What to produce →
Please print each of the lines below again, word for word and with no changes.

Task data →
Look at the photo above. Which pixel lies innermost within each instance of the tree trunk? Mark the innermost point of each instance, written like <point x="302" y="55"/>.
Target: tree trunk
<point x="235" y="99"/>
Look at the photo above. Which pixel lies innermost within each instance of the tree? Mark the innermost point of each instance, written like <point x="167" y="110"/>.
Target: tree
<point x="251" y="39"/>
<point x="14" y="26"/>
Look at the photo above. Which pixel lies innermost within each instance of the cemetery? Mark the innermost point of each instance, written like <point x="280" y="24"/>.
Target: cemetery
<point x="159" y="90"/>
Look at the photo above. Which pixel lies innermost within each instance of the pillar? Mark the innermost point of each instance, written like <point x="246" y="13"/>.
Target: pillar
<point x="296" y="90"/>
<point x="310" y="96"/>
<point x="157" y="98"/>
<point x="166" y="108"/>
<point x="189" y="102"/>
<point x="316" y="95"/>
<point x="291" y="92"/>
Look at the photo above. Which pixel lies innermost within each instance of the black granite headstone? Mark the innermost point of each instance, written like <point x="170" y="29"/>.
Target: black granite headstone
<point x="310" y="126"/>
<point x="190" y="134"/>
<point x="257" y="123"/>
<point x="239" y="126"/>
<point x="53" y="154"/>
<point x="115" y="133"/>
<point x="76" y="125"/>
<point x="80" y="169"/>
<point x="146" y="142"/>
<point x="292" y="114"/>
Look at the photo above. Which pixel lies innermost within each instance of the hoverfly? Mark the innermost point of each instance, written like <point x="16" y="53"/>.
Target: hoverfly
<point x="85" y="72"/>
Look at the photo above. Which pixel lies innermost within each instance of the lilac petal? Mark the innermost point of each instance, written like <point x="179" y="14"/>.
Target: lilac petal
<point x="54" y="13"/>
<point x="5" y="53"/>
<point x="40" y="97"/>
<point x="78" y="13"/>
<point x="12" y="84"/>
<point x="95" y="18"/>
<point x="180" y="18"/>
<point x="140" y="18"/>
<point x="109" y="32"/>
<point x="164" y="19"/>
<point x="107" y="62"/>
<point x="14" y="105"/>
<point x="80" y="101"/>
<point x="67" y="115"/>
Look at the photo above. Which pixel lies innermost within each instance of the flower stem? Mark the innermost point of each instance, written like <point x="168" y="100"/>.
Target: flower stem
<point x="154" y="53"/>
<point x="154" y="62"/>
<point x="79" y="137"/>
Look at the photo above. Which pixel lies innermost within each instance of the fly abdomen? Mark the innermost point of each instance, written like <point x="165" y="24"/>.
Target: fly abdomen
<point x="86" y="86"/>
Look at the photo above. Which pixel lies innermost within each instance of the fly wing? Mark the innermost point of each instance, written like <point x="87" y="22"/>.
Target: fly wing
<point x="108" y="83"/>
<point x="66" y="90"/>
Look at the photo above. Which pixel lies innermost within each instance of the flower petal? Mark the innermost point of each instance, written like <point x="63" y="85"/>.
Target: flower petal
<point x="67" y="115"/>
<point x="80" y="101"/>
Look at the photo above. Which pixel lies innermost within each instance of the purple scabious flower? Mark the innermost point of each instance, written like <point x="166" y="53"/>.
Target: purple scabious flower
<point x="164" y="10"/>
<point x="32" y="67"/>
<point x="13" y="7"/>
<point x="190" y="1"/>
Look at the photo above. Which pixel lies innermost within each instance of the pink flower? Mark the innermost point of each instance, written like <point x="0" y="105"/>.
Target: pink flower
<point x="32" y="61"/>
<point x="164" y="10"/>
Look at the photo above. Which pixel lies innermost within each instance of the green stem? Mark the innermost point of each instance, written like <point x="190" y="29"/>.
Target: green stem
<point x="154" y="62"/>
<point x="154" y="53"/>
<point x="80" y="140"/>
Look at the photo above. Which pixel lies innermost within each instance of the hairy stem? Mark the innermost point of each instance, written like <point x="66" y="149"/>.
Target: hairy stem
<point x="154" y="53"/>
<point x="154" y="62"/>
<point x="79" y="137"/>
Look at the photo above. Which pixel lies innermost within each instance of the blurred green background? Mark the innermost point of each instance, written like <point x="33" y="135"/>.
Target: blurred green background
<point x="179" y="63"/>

Response to this exercise →
Look at the photo above. Which pixel lies innermost within each instance of the tree trunk? Mark the innermost point of each instance, written like <point x="302" y="55"/>.
Target: tree trunk
<point x="235" y="99"/>
Look at the photo above. Which pixel lies innermost within each instance of the tree? Mark the innermost point of each instance, written like <point x="167" y="110"/>.
Target: tree
<point x="251" y="39"/>
<point x="14" y="26"/>
Look at the photo above. Which pixel lies innermost within each instance of the cemetery? Mark the innermost point of each instance, written like <point x="280" y="24"/>.
Target: cemetery
<point x="159" y="90"/>
Look at the photo above. Which pixel lies innermost within each instance of the pillar? Mark the innermost point of each instance, written like <point x="246" y="13"/>.
Target: pillar
<point x="296" y="90"/>
<point x="310" y="96"/>
<point x="157" y="98"/>
<point x="166" y="108"/>
<point x="189" y="102"/>
<point x="316" y="95"/>
<point x="291" y="92"/>
Look at the photo above. Which pixel lies innermost within each instance of the black granite headstone? Mark the innermost point of each instance, written like <point x="170" y="29"/>.
Target: black granite headstone
<point x="310" y="126"/>
<point x="190" y="134"/>
<point x="257" y="123"/>
<point x="239" y="126"/>
<point x="53" y="154"/>
<point x="115" y="133"/>
<point x="76" y="125"/>
<point x="80" y="169"/>
<point x="146" y="142"/>
<point x="292" y="114"/>
Look at the photo above. Which pixel lies innermost within each instance of the hoverfly? Mark the innermost point of each instance, written like <point x="16" y="53"/>.
Target: hoverfly
<point x="85" y="72"/>
Look at the photo above. Which pixel lies innermost within each instance of the lilac petal? Mark the innermost point of each instance, written like <point x="179" y="14"/>.
Target: lilac petal
<point x="54" y="13"/>
<point x="5" y="53"/>
<point x="40" y="97"/>
<point x="78" y="13"/>
<point x="12" y="84"/>
<point x="95" y="18"/>
<point x="180" y="18"/>
<point x="140" y="18"/>
<point x="109" y="32"/>
<point x="164" y="19"/>
<point x="107" y="62"/>
<point x="14" y="105"/>
<point x="80" y="101"/>
<point x="67" y="115"/>
Look at the photo above. Which pixel lies innermost within each instance of the flower stem? Mark the innermost point of each instance, written like <point x="168" y="100"/>.
Target: flower stem
<point x="154" y="53"/>
<point x="154" y="62"/>
<point x="79" y="137"/>
Look at the photo above. Which pixel lies innermost within each instance of the fly abdomen? Mark the innermost point of each instance, written like <point x="165" y="24"/>.
Target: fly abdomen
<point x="86" y="86"/>
Look at the photo above. Which pixel lies innermost within each instance of the fly wing? Mark the innermost point of each instance, written like <point x="87" y="22"/>.
Target: fly wing
<point x="108" y="83"/>
<point x="66" y="90"/>
Look at the photo above. Which pixel lies innermost within each instance of the flower petal? Mark the innermost point of each instance, written like <point x="63" y="85"/>.
Target: flower petal
<point x="67" y="115"/>
<point x="80" y="101"/>
Look at the photo above. Which pixel lies innermost within each instance of the purple scabious flower? Mark the innermost point of each instance, written like <point x="166" y="53"/>.
Target: purple scabious flower
<point x="164" y="10"/>
<point x="32" y="67"/>
<point x="13" y="7"/>
<point x="190" y="1"/>
Look at the photo above. Which pixel lies innermost within each instance of the pink flower? Mark the innermost point of each instance, written like <point x="0" y="105"/>.
Target: pink flower
<point x="32" y="61"/>
<point x="164" y="10"/>
Look at the photo above. Which pixel lies innermost within each instance of the green stem? Mark the innermost point of each instance, written like <point x="190" y="29"/>.
Target: green stem
<point x="154" y="62"/>
<point x="154" y="53"/>
<point x="80" y="140"/>
Look at the photo above. Which pixel lies innermost within each instance of the hairy stem? Mark the innermost point of each instance, written like <point x="66" y="149"/>.
Target: hairy stem
<point x="154" y="53"/>
<point x="154" y="62"/>
<point x="79" y="137"/>
Look at the photo above. Which pixel lies innermost within each instance of the blurred green background? Mark the innermost point of each instance, written like <point x="33" y="135"/>.
Target: blurred green background
<point x="179" y="63"/>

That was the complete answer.